Listing>
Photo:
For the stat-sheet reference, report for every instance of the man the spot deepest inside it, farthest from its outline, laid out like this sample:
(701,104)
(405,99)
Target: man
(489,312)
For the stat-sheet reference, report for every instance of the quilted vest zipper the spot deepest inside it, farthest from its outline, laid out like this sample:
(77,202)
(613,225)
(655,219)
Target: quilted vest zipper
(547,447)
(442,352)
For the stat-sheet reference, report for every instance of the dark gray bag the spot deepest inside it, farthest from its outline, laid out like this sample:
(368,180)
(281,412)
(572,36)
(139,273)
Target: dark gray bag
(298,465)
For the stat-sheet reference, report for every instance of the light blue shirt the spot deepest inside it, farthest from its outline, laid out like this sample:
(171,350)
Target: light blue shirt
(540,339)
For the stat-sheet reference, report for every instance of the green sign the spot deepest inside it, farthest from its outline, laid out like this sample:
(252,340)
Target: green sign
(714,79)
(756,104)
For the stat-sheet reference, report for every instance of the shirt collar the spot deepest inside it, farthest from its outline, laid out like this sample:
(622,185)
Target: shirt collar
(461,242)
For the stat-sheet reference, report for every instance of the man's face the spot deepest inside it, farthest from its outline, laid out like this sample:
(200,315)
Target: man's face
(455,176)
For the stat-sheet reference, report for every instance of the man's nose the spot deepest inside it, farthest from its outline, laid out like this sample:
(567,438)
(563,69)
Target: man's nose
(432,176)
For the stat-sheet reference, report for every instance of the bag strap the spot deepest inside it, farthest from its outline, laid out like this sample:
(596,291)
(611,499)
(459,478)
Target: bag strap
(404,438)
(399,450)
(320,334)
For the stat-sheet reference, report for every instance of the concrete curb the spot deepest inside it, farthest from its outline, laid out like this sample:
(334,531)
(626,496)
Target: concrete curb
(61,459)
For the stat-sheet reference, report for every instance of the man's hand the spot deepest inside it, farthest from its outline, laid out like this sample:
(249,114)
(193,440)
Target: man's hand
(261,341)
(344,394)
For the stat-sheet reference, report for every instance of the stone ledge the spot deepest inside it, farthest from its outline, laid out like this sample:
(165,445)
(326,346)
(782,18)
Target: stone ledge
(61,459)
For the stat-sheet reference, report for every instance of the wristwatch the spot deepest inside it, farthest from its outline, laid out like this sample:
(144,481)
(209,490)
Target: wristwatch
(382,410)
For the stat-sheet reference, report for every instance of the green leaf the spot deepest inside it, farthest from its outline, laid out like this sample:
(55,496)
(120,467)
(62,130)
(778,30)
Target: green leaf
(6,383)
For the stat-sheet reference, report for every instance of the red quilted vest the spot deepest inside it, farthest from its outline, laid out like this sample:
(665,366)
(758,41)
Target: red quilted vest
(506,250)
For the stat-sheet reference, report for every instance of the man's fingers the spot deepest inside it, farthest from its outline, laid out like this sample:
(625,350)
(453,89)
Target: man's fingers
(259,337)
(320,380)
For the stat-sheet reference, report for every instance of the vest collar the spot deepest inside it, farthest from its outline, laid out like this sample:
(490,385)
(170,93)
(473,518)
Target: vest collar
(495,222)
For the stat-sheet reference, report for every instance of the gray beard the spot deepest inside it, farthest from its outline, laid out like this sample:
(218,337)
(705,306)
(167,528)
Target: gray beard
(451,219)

Set exercise> Output every entry shown above, exactly.

Expected answer>
Photo:
For the stat-sheet reference, report for every instance of the man the spot deepest inside it, farthest from its outline, laid out like this sample:
(701,104)
(405,99)
Target: man
(489,312)
For the stat-sheet reference, report for every instance of the quilted vest zipper the spot deepest inside it, farthest from its outline, laid out like this sample:
(77,202)
(613,225)
(655,219)
Target: quilted vest zipper
(547,447)
(442,352)
For the stat-sheet reference, report for every instance of the dark gray bag the spot deepest inside it, farthest from its outline, laid out like this sample:
(368,180)
(281,412)
(572,36)
(139,273)
Target: dark gray bag
(298,465)
For the stat-sheet reference, report for every instance of the light blue shirt the spot deepest inside it, farthest from its outline, laid out like this sample:
(171,350)
Target: light blue shirt
(540,339)
For the stat-sheet reference, report for every instance of the green sign the spot deepest inside it, farthest from its outline, laid out like this sample:
(252,340)
Target: green sign
(714,79)
(756,104)
For the stat-sheet reference, report for every instance of the shirt collar the spot deepest inside it, farthest from its outline, laid out like this sample:
(622,185)
Target: shirt collar
(461,242)
For the stat-sheet reference, report for every instance of the man's face the spot deepest inside it, farthest from its outline, laid out like this sample:
(200,315)
Target: man's face
(455,176)
For the stat-sheet reference, report for every instance of the man's nose the spot deepest inside it, farthest from its outline, laid out like this sample:
(567,438)
(563,69)
Target: man's nose
(432,176)
For the stat-sheet reference, report for every instance of the bag strap the spot deepest inside it, farthest from its outline, laid out like this sample:
(596,291)
(611,499)
(459,478)
Target: bag strap
(404,438)
(399,450)
(320,334)
For the stat-sheet reference, report for every instance of the concrete curb the spot deepest inside it, farthest from its outline, laid out like this sample:
(334,531)
(626,496)
Target: concrete curb
(61,459)
For the stat-sheet reference, report for every instance of the man's hand the spot deepest inside it, farthest from its outline, laid out like this sample:
(249,114)
(193,440)
Target: man's hand
(261,341)
(344,394)
For the stat-sheet reference, report for every instance of the stone ledge the spot deepest inside it, farthest from its outline, laid out like this sample:
(165,445)
(326,346)
(782,18)
Target: stone ledge
(61,459)
For the stat-sheet reference, report for every instance of the wristwatch the spot deepest inside it, farthest from its outline, laid out like this sample:
(144,481)
(209,490)
Target: wristwatch
(382,410)
For the stat-sheet reference, report for every instance of the green leaf the spot deepest inside it, farthest from its outline, laid out like this sample:
(55,496)
(120,467)
(62,130)
(778,30)
Target: green leaf
(6,383)
For the stat-sheet reference, report for every instance of the red quilted vest the spot deepest inside it, farthest from its outline, laid out like this sample:
(665,366)
(758,41)
Target: red quilted vest
(506,250)
For the stat-sheet reference, report for every instance of the man's fingers the spot deepest inside it, farthest from its outline, laid out like this sample:
(625,350)
(453,89)
Target: man's fingers
(259,337)
(320,380)
For the stat-sheet reference, report for every instance of the vest collar the spot deepest inside it, farthest from its outline, laid out like this sample:
(490,385)
(170,93)
(473,518)
Target: vest collar
(495,222)
For the stat-sheet reference, report for every instance of the gray beard the spot deepest inside it, farthest from its outline, laid out like this sample:
(218,337)
(705,306)
(167,528)
Target: gray beard
(451,219)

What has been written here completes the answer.